──────── Available data ────────

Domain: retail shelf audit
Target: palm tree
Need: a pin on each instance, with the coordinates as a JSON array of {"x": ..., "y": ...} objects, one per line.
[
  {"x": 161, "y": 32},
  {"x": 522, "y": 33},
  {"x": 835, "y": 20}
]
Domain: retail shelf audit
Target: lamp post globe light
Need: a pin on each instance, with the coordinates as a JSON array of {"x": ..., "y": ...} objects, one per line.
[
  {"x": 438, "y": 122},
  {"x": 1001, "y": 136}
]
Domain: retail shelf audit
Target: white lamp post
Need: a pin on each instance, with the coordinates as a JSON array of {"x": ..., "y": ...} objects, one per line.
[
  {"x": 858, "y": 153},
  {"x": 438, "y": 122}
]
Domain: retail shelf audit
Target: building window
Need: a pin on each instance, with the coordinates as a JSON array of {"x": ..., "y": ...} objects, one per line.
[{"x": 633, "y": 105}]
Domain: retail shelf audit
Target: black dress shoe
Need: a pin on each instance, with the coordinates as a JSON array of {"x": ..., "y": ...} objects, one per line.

────────

• Directive
Convert every line of the items above into a JSON list of strings, one string per line, leaving out blank lines.

• Solved problem
[
  "Domain: retail shelf audit",
  "Target: palm tree",
  "Need: a pin on each instance, with the coordinates as a JSON array of {\"x\": ..., \"y\": ...} objects, one per line.",
  "[",
  "  {\"x\": 161, \"y\": 32},",
  "  {\"x\": 522, \"y\": 33},",
  "  {\"x\": 835, \"y\": 20}",
  "]",
  "Domain: retail shelf audit",
  "Target: lamp post globe light",
  "Need: a pin on each instance, with the coordinates as a JSON array of {\"x\": ..., \"y\": ...} objects, one per line.",
  "[",
  "  {\"x\": 438, \"y\": 122},",
  "  {\"x\": 1001, \"y\": 136}",
  "]",
  "Domain: retail shelf audit",
  "Target: white lamp post",
  "Need: a pin on each instance, with the coordinates as a JSON array of {\"x\": ..., \"y\": ...} objects, one per line.",
  "[",
  "  {\"x\": 858, \"y\": 153},",
  "  {\"x\": 438, \"y\": 122}",
  "]",
  "Domain: retail shelf audit",
  "Target: building window",
  "Need: a pin on each instance, with the coordinates as a JSON array of {\"x\": ..., \"y\": ...} objects, one per line.",
  "[{\"x\": 633, \"y\": 105}]",
  "Domain: retail shelf audit",
  "Target: black dress shoe",
  "Need: a pin on each instance, with the coordinates as a JSON array of {\"x\": ..., \"y\": ...} objects, one per line."
]